# SUPPLIED RECORDS:
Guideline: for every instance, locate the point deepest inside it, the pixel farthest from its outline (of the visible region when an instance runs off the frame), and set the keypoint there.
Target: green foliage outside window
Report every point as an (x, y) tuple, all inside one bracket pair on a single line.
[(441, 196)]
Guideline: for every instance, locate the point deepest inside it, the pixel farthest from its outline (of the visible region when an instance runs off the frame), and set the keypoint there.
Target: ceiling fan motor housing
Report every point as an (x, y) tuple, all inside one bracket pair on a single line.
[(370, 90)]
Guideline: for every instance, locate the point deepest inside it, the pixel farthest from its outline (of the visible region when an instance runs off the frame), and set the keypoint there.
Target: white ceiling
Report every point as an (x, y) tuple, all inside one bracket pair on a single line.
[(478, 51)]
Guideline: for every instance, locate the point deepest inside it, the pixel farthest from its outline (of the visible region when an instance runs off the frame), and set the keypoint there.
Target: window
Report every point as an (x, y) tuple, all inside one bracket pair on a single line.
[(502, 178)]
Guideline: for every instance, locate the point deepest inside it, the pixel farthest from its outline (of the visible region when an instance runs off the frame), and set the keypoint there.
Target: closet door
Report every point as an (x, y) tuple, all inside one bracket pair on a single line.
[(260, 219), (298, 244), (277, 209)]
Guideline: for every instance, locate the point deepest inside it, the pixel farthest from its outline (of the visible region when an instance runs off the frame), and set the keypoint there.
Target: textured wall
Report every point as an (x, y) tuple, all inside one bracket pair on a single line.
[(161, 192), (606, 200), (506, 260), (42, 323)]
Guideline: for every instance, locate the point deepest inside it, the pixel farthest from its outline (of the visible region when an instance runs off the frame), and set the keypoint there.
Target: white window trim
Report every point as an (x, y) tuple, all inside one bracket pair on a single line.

# WRITTEN TASK:
Put every line of the rows above into a Markdown table with the columns "No." and "Line", numbering the lines in order and leaving out any blank ones.

# RESULT OF THIS EXERCISE:
| No. | Line |
|---|---|
| 1 | Guideline: for every instance, locate the point deepest inside it, the pixel farthest from its outline (of the visible region when an instance runs off the frame), and set the keypoint there. |
| 2 | Target: green foliage outside window |
| 3 | Report every point as an (x, y) tuple, all inside one bracket pair on a single line. |
| 4 | [(441, 196)] |
| 5 | Guideline: for every instance, locate the point deepest inside it, the pixel farthest from its outline (of the visible region when an instance runs off the frame), and set the keypoint there. |
| 6 | Target: ceiling fan motor housing |
| 7 | Report every point as an (x, y) tuple, all inside one bracket pair on a single line. |
| 8 | [(370, 90)] |
| 9 | Guideline: for every instance, locate the point deepest inside it, the pixel farthest from its outline (of the visible region when an instance runs off the frame), and set the keypoint there. |
| 10 | Target: white ceiling |
| 11 | Report every point as an (x, y) tuple, all inside one bracket pair on a single line. |
| 12 | [(478, 51)] |
| 13 | Guideline: for every instance, locate the point deepest inside it, the pixel farthest from its outline (of the visible region when an instance runs off the frame), and set the keypoint there. |
| 14 | Target: window |
| 15 | Report every point as an (x, y) tuple, all inside one bracket pair on a single line. |
| 16 | [(502, 178)] |
| 17 | Guideline: for every instance, locate the point deepest inside it, the pixel farthest from its outline (of the visible region when an instance runs off the frame), and set the keypoint there. |
| 18 | Target: closet door |
| 19 | Report every point as an (x, y) tuple, all inside one bracket pair on a single line. |
| 20 | [(260, 219), (298, 244), (277, 209)] |
| 21 | Guideline: for every instance, locate the point deepest inside it, the pixel farthest from its outline (of the visible region when an instance runs off the frame), and set the keypoint there. |
| 22 | Target: textured wall |
| 23 | Report every point as an (x, y) tuple, all inside one bracket pair on a single line. |
| 24 | [(161, 192), (606, 200), (506, 260), (42, 323)] |
| 25 | Guideline: for every instance, locate the point deepest inside it, the pixel farthest from its outline (of the visible region when an instance runs off the frame), and set the keypoint there. |
| 26 | Target: white window trim |
| 27 | Report every point as an (x, y) tuple, all inside one bracket pair on a single line. |